Task directions: Lay out the rows below, from the line holding "Mark the gray" through the last line, inclusive, as a Markdown table with columns n and Line, one numbered entry per line, with blank lines omitted.

■ ■ ■ ■ ■ ■ ■

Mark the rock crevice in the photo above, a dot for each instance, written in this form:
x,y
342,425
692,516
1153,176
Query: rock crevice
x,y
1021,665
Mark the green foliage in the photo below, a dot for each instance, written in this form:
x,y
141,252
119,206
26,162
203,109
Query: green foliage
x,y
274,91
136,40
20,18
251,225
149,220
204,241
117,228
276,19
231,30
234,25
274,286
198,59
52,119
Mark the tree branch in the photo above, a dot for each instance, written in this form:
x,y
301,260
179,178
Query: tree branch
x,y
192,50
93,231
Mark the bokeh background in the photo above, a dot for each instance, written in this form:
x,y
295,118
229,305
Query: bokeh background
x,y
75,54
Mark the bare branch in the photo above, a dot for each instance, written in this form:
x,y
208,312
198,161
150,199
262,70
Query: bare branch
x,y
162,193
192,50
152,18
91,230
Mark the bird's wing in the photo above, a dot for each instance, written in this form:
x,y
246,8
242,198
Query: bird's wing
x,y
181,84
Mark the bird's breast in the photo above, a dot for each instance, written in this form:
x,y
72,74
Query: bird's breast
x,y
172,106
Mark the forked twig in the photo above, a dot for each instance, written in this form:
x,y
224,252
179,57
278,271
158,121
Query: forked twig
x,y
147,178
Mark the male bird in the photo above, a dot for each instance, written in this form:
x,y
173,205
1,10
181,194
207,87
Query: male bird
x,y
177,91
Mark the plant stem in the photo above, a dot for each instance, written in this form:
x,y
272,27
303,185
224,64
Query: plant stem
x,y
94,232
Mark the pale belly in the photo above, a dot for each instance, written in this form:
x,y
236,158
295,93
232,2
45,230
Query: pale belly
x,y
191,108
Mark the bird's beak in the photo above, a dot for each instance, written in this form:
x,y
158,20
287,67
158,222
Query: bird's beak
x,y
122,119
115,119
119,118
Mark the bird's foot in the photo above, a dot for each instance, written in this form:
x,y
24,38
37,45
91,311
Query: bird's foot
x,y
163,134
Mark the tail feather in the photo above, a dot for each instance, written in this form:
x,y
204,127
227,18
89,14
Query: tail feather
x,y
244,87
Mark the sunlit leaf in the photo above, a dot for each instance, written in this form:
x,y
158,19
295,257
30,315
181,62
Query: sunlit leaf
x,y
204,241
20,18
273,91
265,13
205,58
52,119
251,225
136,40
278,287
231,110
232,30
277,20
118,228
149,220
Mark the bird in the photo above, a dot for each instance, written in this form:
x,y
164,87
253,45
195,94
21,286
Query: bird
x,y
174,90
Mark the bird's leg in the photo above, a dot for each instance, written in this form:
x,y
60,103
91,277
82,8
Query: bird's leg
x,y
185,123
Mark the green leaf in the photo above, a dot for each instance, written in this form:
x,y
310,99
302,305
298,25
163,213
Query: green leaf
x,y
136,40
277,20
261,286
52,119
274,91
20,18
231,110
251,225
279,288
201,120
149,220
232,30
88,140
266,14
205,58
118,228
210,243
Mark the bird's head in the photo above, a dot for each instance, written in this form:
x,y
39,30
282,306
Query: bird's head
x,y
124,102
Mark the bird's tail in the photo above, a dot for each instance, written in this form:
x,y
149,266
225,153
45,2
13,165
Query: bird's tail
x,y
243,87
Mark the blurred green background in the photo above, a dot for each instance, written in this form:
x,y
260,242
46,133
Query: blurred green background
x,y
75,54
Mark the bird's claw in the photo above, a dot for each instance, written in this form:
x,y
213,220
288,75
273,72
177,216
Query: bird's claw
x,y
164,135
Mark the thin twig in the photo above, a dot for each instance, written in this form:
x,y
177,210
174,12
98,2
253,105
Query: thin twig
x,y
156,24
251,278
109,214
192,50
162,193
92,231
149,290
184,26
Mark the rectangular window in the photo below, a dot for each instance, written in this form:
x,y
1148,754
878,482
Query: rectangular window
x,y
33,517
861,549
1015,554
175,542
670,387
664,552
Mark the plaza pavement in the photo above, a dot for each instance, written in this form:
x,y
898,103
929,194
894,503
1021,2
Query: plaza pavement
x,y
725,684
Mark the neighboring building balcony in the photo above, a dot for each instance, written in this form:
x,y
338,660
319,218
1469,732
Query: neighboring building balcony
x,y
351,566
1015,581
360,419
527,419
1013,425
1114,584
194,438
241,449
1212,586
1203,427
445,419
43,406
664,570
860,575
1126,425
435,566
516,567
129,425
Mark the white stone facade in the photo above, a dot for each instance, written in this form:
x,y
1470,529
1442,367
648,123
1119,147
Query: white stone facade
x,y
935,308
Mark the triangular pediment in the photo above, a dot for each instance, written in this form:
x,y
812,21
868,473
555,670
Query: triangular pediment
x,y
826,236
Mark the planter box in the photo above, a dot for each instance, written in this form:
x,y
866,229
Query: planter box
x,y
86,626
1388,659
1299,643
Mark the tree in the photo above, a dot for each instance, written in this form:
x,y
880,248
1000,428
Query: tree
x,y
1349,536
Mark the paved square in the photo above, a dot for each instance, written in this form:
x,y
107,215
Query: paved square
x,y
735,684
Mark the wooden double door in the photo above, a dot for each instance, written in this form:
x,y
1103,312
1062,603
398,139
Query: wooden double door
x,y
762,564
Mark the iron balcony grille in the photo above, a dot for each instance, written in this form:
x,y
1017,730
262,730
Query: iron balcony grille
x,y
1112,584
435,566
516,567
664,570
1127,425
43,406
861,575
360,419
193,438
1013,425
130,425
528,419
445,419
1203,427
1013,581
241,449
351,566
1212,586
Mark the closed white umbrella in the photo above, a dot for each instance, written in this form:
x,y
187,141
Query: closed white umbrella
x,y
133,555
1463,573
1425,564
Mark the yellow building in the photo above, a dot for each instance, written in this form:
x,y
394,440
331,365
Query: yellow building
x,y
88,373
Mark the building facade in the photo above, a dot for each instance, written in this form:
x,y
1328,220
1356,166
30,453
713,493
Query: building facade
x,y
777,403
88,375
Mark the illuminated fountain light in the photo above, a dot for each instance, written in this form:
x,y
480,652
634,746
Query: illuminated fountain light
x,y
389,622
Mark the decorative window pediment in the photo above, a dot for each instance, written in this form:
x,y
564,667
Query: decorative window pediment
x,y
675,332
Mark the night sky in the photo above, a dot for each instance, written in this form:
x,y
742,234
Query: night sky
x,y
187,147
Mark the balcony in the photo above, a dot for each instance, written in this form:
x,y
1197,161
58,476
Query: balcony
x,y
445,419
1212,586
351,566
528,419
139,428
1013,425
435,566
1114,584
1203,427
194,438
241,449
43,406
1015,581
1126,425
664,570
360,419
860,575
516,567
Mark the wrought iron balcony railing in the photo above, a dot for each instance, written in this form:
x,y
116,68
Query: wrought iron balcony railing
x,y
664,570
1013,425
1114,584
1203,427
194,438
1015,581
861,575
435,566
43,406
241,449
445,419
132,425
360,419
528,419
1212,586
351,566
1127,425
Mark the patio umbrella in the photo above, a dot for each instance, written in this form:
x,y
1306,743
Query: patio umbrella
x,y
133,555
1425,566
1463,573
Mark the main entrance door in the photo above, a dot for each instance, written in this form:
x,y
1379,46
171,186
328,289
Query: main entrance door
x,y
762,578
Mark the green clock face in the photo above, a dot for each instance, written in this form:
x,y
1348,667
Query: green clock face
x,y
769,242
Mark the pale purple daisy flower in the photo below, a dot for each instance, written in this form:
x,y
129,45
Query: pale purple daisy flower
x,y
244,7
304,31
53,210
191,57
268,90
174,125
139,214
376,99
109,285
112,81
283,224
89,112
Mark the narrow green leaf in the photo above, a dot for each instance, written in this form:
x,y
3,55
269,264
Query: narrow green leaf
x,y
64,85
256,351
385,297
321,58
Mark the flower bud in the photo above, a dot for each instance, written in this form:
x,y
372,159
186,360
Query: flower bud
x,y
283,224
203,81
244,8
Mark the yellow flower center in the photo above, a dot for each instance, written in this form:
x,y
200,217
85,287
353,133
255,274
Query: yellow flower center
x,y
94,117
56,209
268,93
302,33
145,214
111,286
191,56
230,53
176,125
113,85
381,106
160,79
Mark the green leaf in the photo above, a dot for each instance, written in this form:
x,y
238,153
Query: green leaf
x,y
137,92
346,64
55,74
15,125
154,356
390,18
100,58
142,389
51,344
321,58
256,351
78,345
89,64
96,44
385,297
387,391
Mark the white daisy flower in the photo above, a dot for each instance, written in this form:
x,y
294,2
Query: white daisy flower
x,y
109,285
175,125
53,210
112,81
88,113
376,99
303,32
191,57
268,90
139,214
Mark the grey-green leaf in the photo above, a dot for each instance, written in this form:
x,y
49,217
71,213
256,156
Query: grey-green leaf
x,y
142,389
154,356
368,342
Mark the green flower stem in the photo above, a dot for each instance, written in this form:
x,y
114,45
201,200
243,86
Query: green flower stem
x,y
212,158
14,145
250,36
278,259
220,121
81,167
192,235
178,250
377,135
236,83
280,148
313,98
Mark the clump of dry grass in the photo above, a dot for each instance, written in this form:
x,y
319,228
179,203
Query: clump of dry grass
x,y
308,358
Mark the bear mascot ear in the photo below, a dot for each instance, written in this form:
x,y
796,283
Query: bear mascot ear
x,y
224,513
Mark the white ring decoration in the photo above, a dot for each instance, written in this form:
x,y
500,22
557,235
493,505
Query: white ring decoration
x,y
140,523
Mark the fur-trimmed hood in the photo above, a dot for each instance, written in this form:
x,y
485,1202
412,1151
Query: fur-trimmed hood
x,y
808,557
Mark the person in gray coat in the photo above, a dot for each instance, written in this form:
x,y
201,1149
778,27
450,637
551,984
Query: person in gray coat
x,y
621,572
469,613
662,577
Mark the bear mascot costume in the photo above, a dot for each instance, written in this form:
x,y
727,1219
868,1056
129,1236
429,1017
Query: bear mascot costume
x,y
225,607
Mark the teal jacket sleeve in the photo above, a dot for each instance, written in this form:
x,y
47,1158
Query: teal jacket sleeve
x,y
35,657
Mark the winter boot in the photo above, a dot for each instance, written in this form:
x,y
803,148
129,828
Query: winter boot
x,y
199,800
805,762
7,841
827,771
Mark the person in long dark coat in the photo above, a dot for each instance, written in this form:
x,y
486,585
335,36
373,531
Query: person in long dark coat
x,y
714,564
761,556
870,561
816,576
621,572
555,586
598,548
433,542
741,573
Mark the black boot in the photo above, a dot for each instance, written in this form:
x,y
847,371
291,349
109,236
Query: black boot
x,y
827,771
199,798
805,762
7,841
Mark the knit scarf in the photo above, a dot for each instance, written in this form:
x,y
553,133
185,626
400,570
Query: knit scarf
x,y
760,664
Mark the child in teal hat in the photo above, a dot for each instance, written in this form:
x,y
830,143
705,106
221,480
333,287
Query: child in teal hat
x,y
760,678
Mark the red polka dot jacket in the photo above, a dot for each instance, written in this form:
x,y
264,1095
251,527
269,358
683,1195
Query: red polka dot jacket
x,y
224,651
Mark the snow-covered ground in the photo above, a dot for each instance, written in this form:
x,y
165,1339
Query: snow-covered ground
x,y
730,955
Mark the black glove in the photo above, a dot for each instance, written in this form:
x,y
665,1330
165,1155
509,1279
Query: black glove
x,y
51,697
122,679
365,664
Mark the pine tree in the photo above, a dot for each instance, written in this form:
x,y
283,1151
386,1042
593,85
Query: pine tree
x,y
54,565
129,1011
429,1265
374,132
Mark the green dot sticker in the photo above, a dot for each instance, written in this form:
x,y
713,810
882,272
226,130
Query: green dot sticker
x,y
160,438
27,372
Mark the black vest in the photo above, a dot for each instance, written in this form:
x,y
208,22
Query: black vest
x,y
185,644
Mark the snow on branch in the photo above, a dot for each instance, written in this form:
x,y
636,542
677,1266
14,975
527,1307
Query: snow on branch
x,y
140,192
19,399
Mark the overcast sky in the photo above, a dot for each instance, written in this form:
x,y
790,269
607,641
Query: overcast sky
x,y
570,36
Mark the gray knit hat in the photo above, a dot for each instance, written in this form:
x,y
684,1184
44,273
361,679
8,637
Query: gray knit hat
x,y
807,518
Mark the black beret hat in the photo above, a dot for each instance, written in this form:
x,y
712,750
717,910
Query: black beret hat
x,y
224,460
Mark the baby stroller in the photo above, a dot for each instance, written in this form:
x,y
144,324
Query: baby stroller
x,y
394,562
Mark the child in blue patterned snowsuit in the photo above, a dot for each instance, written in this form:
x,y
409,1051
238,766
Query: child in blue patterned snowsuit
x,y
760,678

■ ■ ■ ■ ■ ■ ■

Response:
| n | Line |
|---|---|
| 1 | Mark the gray knit hat in the photo above, a dot for each instance, written in this form: |
| 2 | x,y |
| 3 | 684,1184 |
| 4 | 44,273 |
| 5 | 361,679 |
| 6 | 8,637 |
| 7 | Query: gray knit hat |
| 8 | x,y |
| 9 | 807,518 |
| 10 | Mark the black beret hat in the photo above, a dot for each instance, written in this form: |
| 11 | x,y |
| 12 | 712,750 |
| 13 | 717,910 |
| 14 | Query: black beret hat |
| 15 | x,y |
| 16 | 224,460 |
| 17 | Mark the baby stroller in the photo above, a dot for each instance, written in this form: |
| 18 | x,y |
| 19 | 144,324 |
| 20 | Query: baby stroller |
| 21 | x,y |
| 22 | 394,562 |
| 23 | Mark the child in blue patterned snowsuit in the photo above, a dot for each instance, written in this form: |
| 24 | x,y |
| 25 | 409,1051 |
| 26 | 238,766 |
| 27 | Query: child in blue patterned snowsuit |
| 28 | x,y |
| 29 | 760,678 |